- **WHAT YOU WILL DO**:
a) According to the nine-ball thread, what is the standard hit for nine ball, and what does it allow?
b) Write a continuation of the nine-ball thread, picking up after its final sentence.
--- begin SUPPLIED PASSAGE ---
I have no idea what you mean by this sentence. It makes no sense to me. What is forming an angle to the rail? Which rail?
 

Patrick Johnson

Fish of the Day
Silver Member
The standard for nine ball is around a half-ball hit so you can move the cue ball well in any direction off a cushion.

I am looking at a ball a couple inches off the rail a diamond and a half from the pocket. So it seems like a half ball hit would be coming in at about 30 degrees. Is that about right?
Oh, I think I get what you're saying now: a half ball hit is always a 30-degree cut to the pocket, but the CB's "natural" carom angle into the rail changes from shot to shot.

That's right of course - I think Bob means that a half ball hit gives the greatest ability to control/change the CB carom angle, into the rail or otherwise.

pj
chgo
 

skipbales

AzB Silver Member
Silver Member
I have no idea what you mean by this sentence. It makes no sense to me. What is forming an angle to the rail? Which rail?

I probably wan't clear enough. I know I am wordy. :) The concept of a half ball hit changed the subject. Refer back to the exact setup and original question. Almost all of the options are at or near a half ball hit.

The question was on the set up shown what angle to the end rail makes position to the center of the table easiest to obtain. The balance is between steepness into the rail and spin required. As the cue ball moves closer to the end rail the angle to the rail decreases and top spin has a greater effect and side spin less effect. Of course at the same time the angle to pocket the ball changes as well. So the ball gets easier to pocket as the angle lessens until you are so straight in you can't spin there at all. As the angle increases the cut angle becomes greater and more side spin is required to move around the two rails and get to the middle until the cut angle is too great to make it even possible.
--- end SUPPLIED PASSAGE ---
--- begin MATERIAL SUPPLIED ---
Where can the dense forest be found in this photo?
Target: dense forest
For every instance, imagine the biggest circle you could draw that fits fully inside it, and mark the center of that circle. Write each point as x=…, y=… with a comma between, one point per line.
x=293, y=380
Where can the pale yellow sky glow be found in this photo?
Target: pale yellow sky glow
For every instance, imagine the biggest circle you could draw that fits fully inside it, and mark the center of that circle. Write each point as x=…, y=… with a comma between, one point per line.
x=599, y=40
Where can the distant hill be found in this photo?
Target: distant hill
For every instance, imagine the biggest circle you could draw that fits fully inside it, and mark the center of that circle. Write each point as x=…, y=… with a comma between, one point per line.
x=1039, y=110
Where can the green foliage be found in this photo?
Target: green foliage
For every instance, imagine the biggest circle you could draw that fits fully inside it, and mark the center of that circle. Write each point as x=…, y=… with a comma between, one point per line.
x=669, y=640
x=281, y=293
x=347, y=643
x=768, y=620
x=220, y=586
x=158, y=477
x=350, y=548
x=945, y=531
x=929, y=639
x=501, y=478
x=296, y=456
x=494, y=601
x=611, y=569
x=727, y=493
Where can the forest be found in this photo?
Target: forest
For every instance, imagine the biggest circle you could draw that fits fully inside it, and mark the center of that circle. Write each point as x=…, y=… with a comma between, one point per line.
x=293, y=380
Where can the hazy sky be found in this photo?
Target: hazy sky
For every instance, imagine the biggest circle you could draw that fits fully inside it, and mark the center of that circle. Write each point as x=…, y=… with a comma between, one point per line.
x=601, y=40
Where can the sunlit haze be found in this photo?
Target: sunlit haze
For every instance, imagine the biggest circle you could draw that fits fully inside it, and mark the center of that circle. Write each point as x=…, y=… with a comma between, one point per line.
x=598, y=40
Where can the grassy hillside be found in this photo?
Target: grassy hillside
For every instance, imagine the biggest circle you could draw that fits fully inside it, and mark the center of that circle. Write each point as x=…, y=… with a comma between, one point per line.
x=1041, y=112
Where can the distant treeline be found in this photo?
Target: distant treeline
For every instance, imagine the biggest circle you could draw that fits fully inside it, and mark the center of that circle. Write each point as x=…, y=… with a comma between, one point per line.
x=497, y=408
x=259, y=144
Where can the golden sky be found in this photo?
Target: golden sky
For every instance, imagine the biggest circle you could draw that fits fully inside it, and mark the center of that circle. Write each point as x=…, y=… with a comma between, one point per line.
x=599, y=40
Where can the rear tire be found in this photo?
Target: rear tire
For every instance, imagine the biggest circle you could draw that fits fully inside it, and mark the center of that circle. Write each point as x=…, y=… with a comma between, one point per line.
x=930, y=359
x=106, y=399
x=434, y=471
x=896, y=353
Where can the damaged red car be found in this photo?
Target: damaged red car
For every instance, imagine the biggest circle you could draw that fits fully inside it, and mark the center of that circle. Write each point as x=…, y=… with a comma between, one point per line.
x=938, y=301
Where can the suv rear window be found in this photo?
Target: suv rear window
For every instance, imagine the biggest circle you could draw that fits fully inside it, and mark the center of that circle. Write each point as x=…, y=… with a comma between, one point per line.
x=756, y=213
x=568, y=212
--- end MATERIAL SUPPLIED ---
- **PER-TASK ANSWERS**:
a) The standard is around a half-ball hit, which lets you move the cue ball well in any direction off a cushion.

b)
It turns out, set up exactly as shown a half ball hit creates about a 40 degree angle into the end rail and is about where I like it. As I mentioned I like a hit here a little less than a half ball hit, slightly more straight in and using more top spin to go with the right to get to the center of the table. The instructors seem to prefer more angle into the rail which lessens the effect of the top spin and increases the amount of side spin necessary to get around to the center of the table.

All of the options are plus or minus 10% of a half ball hit but it is those differences that increase the difficulty. Approaching the object ball for a half ball hit lines the cue ball up for about a 40 degree angle into the rail. The instructors are suggesting about a 5% steeper angle and I favor about 5% flatter angle. It makes both the shot and position easier but you have to hit a little harder as you are connection with a greater percentage of the object ball, slightly more than 1/2 the ball where the instructors angle connects with slightly less than the 1/2 the ball so the cue ball loses less energy and you hit it softer but have to spin it more to get to the middle instead of over by the side pocket.

You could probably make the object ball into the pocket with a half ball hit from any of the possible choices, depending on which part of the pocket you picked. Here is a better diagram. The choices for the cue ball are 1, 2 or 3 to hit the 8 ball in and spin out two rails to get the cue ball to position 15.

shot3.jpg

As I mentioned the instructional videos recommend position 3 as the ideal angle into the shot for easy position to center table. I prefer position 1 and maybe even left of that a little. Much less angle. From position 3 it is a soft hit with a lot of side spin or you don't get to the center of the table you end up mid way between the center and the side pocket. The instructors seem to emphasize the "soft hit" as being the goal.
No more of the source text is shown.